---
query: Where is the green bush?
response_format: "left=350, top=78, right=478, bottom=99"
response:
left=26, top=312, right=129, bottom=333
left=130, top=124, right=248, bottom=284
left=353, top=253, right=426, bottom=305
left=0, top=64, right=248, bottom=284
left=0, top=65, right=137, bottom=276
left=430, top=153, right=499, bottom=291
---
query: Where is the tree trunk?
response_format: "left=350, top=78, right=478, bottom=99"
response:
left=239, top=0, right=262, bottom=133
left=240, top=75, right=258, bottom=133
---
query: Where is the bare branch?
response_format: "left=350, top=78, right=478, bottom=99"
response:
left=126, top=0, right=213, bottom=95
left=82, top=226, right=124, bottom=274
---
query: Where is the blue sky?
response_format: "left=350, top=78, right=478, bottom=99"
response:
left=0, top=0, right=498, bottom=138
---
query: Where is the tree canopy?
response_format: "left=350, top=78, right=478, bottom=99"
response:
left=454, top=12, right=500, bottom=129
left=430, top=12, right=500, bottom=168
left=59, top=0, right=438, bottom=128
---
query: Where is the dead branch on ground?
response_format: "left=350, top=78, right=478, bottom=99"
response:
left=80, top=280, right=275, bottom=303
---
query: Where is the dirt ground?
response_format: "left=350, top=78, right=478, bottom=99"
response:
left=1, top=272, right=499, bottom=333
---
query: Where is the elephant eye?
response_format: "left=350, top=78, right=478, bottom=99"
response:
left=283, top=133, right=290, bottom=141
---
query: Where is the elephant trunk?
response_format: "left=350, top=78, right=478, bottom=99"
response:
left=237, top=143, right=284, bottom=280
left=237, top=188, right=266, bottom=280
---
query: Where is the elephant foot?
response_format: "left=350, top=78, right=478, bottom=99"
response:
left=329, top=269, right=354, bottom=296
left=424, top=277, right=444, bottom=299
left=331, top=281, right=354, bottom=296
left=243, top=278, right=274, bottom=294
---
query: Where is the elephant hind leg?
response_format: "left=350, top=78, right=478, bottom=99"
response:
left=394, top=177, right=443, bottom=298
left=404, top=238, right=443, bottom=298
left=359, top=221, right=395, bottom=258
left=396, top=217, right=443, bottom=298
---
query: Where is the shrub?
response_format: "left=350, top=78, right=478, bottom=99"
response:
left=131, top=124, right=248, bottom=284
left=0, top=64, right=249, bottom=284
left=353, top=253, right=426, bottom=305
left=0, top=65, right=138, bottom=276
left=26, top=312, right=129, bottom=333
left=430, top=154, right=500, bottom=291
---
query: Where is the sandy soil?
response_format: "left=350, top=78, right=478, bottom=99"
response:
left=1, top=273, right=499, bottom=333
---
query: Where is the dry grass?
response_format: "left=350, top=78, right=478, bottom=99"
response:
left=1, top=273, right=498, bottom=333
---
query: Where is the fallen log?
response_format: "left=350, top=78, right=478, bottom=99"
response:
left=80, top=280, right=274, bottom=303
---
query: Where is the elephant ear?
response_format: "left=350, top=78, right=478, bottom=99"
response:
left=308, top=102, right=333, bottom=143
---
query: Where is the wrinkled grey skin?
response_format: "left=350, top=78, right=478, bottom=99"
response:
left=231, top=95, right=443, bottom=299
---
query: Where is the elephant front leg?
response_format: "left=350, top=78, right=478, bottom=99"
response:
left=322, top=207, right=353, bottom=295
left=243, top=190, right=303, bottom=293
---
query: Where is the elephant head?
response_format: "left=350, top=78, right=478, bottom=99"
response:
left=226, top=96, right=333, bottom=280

**********

WHAT THIS TASK INVOLVES:
All of the lines above must be returned exactly as they stand.

EXERCISE RESULT:
---
query: Where is the green bush?
response_format: "left=350, top=78, right=478, bottom=99"
response:
left=26, top=312, right=129, bottom=333
left=130, top=124, right=248, bottom=284
left=353, top=253, right=426, bottom=305
left=0, top=64, right=248, bottom=284
left=0, top=65, right=137, bottom=276
left=430, top=153, right=499, bottom=291
---
query: Where is the tree trunk?
response_format: "left=350, top=78, right=478, bottom=99"
response:
left=239, top=0, right=262, bottom=133
left=240, top=75, right=258, bottom=133
---
query: Where is the bare branch?
response_format: "left=350, top=78, right=478, bottom=99"
response:
left=126, top=0, right=213, bottom=95
left=82, top=226, right=124, bottom=274
---
query: Where is the blue sky?
response_format: "left=350, top=78, right=478, bottom=99"
response:
left=0, top=0, right=498, bottom=138
---
query: Where is the tree canopy?
response_format: "left=350, top=78, right=478, bottom=99"
response:
left=454, top=12, right=500, bottom=129
left=430, top=12, right=500, bottom=168
left=59, top=0, right=438, bottom=128
---
query: Where is the dead branch on ground?
response_format: "left=350, top=78, right=478, bottom=99"
response:
left=80, top=280, right=275, bottom=303
---
query: Where is the dirt ground?
response_format: "left=350, top=78, right=478, bottom=99"
response:
left=1, top=272, right=499, bottom=333
---
query: Where is the elephant eye?
response_format: "left=350, top=78, right=478, bottom=99"
response:
left=283, top=133, right=290, bottom=141
---
query: Where is the elephant trunk?
response_format: "left=350, top=78, right=478, bottom=99"
response:
left=237, top=143, right=284, bottom=280
left=237, top=188, right=266, bottom=280
---
query: Where is the elephant foot?
response_format: "left=350, top=78, right=478, bottom=99"
response:
left=329, top=269, right=354, bottom=296
left=424, top=277, right=444, bottom=299
left=331, top=281, right=354, bottom=296
left=243, top=278, right=274, bottom=294
---
query: Where is the elephant hind leg?
response_format: "left=350, top=78, right=478, bottom=99"
response:
left=394, top=177, right=443, bottom=298
left=404, top=238, right=443, bottom=298
left=359, top=221, right=395, bottom=258
left=396, top=217, right=443, bottom=298
---
query: Where is the shrub?
response_format: "left=350, top=78, right=478, bottom=99"
response:
left=131, top=124, right=248, bottom=284
left=0, top=64, right=249, bottom=284
left=353, top=253, right=426, bottom=305
left=0, top=65, right=138, bottom=276
left=26, top=312, right=129, bottom=333
left=430, top=154, right=500, bottom=291
---
query: Where is the sandy soil?
response_format: "left=350, top=78, right=478, bottom=99"
response:
left=1, top=273, right=499, bottom=333
---
query: Where is the dry grass?
response_format: "left=350, top=78, right=478, bottom=99"
response:
left=1, top=273, right=498, bottom=333
---
query: Where is the fallen log?
response_format: "left=350, top=78, right=478, bottom=99"
response:
left=80, top=280, right=274, bottom=303
---
query: Where is the elephant ear?
response_format: "left=350, top=78, right=478, bottom=99"
response:
left=308, top=102, right=333, bottom=143
---
query: Where is the wrinkled grey skin?
response_format: "left=350, top=78, right=478, bottom=99"
response:
left=231, top=95, right=443, bottom=299
---
query: Where is the elephant front leg?
response_format: "left=350, top=78, right=478, bottom=99"
response:
left=322, top=207, right=353, bottom=295
left=243, top=190, right=303, bottom=293
---
query: Where is the elephant head?
response_format: "left=350, top=78, right=478, bottom=99"
response:
left=226, top=96, right=333, bottom=280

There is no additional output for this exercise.